[BEGIN Data for the task]
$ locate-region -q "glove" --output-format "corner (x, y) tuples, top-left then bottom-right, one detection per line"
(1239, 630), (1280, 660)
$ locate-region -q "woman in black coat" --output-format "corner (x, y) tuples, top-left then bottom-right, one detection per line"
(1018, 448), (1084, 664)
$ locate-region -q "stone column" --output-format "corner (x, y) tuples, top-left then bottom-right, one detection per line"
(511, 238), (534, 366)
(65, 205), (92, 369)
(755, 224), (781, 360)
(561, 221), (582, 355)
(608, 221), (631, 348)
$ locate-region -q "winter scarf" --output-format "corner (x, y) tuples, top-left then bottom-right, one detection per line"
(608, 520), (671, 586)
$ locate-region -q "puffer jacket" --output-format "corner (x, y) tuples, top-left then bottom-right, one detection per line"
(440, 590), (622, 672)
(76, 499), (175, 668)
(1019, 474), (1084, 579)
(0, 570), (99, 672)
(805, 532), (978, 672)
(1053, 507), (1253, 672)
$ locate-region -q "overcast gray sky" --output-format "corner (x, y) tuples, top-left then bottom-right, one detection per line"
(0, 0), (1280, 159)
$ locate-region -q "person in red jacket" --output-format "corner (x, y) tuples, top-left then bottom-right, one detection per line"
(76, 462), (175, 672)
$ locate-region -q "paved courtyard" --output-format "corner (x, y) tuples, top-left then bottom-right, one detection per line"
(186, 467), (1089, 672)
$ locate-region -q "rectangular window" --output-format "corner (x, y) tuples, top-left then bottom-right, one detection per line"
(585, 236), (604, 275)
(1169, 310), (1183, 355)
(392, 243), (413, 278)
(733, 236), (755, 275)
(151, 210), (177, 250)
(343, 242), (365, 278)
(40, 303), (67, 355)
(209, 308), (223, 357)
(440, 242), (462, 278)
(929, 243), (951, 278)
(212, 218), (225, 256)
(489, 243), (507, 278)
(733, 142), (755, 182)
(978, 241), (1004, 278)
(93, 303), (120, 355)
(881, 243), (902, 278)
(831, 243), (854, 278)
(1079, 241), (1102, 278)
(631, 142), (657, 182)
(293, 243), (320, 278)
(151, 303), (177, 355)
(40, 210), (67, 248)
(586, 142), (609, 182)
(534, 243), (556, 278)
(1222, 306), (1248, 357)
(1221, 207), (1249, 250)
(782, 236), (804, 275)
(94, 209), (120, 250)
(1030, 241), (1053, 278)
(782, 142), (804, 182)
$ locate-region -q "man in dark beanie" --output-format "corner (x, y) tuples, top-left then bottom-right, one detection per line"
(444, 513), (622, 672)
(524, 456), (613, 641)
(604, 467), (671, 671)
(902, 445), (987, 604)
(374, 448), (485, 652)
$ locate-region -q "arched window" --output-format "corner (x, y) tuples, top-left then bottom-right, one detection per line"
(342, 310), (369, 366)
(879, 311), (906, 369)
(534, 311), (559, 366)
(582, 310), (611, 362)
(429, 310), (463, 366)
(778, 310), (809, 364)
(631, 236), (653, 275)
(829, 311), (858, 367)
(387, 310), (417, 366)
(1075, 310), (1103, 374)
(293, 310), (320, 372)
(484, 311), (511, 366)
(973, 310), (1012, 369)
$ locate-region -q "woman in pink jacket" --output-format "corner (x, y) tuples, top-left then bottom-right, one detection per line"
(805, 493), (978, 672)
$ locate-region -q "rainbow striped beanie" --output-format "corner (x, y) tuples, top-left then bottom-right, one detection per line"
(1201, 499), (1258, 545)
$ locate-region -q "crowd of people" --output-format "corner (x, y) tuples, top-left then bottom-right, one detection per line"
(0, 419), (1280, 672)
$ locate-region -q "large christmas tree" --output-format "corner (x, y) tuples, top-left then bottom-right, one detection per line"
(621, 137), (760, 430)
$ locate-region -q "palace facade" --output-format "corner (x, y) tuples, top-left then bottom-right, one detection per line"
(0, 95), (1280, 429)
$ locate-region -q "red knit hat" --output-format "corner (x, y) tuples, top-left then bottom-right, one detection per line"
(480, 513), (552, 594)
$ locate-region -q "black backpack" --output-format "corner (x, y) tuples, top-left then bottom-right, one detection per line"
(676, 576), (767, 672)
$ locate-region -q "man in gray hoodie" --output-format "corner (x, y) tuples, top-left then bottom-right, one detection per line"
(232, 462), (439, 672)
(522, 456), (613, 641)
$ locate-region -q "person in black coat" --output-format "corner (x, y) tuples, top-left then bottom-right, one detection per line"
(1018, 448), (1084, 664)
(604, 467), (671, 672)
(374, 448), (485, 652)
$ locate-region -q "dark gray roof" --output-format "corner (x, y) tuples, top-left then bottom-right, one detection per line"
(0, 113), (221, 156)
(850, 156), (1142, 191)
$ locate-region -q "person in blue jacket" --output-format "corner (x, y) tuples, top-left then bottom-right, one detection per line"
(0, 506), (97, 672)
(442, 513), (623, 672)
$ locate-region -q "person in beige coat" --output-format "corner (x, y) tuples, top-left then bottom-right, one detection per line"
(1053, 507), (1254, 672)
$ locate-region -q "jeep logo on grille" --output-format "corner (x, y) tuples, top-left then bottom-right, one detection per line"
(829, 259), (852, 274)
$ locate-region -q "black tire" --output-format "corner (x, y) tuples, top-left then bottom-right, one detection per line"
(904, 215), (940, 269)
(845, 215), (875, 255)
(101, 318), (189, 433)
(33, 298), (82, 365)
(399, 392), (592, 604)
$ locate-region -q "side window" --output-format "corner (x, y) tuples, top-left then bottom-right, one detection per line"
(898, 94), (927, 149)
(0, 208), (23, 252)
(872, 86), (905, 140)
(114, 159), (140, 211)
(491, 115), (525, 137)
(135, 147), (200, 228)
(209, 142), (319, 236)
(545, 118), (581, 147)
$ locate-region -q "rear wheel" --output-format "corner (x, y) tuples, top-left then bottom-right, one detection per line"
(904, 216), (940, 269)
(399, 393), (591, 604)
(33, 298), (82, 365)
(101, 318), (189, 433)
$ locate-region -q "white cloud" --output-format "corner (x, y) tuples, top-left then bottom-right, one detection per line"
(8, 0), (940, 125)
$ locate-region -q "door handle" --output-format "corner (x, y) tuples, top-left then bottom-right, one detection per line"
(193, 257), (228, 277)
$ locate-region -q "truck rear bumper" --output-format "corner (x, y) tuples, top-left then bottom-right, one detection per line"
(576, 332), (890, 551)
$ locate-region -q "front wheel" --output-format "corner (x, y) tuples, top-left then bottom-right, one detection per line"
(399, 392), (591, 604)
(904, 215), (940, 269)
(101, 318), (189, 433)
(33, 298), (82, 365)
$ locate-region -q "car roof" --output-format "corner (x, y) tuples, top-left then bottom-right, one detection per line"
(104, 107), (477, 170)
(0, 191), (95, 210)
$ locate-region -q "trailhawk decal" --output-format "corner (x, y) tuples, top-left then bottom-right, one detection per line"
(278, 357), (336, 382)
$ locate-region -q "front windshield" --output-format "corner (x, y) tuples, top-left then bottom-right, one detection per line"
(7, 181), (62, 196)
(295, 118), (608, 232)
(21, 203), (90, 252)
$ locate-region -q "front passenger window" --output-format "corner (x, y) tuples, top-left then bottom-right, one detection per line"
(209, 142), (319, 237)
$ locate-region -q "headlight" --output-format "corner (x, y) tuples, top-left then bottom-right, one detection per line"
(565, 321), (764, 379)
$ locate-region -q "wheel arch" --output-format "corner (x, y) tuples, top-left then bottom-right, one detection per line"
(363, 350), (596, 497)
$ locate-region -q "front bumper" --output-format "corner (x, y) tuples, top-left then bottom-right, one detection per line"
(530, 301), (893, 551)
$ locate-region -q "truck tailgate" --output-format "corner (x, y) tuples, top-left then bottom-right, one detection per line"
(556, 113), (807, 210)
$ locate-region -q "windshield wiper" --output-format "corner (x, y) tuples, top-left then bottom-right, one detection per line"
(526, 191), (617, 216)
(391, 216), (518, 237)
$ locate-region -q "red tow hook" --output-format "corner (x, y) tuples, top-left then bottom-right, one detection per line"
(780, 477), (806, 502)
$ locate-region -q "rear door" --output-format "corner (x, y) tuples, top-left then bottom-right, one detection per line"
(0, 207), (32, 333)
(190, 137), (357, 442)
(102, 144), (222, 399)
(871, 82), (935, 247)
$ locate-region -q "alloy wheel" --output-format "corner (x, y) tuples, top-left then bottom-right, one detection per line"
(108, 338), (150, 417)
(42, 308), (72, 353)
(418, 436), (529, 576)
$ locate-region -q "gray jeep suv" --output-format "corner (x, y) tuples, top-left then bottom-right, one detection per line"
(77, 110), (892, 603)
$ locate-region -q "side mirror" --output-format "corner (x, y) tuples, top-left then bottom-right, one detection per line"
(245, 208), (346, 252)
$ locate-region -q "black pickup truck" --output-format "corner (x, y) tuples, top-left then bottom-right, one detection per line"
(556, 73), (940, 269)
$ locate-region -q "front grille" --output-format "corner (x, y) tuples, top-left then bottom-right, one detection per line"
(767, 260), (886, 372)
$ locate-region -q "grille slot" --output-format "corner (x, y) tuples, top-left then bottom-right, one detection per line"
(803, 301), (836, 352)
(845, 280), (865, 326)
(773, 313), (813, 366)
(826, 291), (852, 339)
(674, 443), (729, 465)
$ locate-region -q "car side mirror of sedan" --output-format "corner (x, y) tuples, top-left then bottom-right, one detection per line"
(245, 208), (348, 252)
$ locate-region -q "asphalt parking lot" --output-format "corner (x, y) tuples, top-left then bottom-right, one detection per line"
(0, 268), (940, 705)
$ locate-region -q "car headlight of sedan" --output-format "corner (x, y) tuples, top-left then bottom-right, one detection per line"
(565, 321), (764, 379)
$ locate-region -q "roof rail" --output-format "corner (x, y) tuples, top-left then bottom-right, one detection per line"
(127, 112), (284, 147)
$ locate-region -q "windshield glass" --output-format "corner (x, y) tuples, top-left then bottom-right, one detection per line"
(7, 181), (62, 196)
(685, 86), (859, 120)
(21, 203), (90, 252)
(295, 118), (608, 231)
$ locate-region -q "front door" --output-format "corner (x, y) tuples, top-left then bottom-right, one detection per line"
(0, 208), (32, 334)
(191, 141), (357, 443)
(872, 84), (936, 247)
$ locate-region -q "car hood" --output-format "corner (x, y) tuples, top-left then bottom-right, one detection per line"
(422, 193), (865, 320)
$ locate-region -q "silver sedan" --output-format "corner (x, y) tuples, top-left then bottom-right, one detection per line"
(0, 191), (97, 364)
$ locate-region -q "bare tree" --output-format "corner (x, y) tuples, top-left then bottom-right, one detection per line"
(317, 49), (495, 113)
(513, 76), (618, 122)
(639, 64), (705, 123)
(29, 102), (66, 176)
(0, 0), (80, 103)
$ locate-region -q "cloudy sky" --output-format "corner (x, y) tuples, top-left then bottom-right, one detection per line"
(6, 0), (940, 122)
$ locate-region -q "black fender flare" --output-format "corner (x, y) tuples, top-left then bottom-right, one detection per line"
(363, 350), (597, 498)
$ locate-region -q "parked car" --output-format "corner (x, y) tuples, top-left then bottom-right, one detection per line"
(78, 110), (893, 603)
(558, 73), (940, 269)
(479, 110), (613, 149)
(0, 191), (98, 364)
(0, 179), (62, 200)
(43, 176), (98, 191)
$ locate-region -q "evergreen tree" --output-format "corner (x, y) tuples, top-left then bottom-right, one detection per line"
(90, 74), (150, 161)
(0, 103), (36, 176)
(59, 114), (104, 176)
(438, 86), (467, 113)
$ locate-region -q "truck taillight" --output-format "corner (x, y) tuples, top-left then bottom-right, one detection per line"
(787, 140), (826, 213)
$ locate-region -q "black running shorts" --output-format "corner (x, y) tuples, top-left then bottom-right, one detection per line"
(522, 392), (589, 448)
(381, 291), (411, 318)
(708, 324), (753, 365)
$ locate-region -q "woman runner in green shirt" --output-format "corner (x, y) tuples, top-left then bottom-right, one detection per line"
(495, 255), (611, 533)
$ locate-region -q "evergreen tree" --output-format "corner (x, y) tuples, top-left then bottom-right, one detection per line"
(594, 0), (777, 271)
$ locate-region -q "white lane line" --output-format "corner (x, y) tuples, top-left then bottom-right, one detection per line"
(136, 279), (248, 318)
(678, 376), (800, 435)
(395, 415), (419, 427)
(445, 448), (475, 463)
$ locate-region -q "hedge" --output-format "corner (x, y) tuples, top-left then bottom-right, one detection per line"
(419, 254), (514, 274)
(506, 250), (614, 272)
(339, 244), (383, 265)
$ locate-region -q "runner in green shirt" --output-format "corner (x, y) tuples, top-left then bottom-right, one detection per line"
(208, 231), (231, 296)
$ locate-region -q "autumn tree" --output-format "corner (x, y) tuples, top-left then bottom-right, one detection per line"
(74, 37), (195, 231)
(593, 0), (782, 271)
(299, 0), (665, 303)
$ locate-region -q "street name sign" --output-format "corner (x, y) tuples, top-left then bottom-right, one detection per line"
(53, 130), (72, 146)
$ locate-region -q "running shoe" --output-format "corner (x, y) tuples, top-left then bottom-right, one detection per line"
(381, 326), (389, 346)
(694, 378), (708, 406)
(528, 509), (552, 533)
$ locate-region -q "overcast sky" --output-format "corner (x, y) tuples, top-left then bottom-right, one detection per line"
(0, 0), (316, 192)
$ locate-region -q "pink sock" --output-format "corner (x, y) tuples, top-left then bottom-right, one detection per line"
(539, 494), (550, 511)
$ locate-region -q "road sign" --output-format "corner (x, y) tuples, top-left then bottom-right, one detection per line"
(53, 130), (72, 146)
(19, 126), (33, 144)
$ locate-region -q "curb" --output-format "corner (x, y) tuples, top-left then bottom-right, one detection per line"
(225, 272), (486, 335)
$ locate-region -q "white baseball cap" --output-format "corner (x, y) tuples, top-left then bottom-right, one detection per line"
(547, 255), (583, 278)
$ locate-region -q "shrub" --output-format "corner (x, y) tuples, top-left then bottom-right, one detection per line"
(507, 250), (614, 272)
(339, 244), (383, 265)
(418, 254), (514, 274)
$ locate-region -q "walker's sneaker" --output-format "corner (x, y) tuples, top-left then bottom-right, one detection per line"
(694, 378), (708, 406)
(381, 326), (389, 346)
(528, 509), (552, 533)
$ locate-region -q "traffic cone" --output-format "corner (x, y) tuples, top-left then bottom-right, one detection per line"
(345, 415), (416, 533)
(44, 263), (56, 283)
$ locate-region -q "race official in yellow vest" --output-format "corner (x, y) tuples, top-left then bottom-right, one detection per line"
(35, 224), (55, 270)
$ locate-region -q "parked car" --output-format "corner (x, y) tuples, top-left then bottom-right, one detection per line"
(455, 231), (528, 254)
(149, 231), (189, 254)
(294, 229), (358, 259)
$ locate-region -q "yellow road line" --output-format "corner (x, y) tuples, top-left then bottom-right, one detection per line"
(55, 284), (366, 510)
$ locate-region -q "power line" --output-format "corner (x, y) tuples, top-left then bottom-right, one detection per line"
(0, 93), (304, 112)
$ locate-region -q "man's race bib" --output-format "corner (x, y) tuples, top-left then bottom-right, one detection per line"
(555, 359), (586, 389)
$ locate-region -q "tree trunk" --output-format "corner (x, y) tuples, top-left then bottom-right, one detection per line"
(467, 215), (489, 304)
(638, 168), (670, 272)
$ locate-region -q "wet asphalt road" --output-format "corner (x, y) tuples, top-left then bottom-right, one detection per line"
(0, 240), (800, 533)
[END Data for the task]
» **Written task**
Pull out each line above that contains the string "rear".

» **Worked answer**
$ locate-region -q "rear wheel" --output-format "corner (x, y) tuples, top-left then bottom-right, one detection per line"
$ locate-region -q "truck rear bumper" --output-format "corner (x, y) tuples, top-left then bottom-right, one detection per line"
$ locate-region -q "rear door" --output-format "corner (x, y) tuples, top-left then bottom-right, one detection per line"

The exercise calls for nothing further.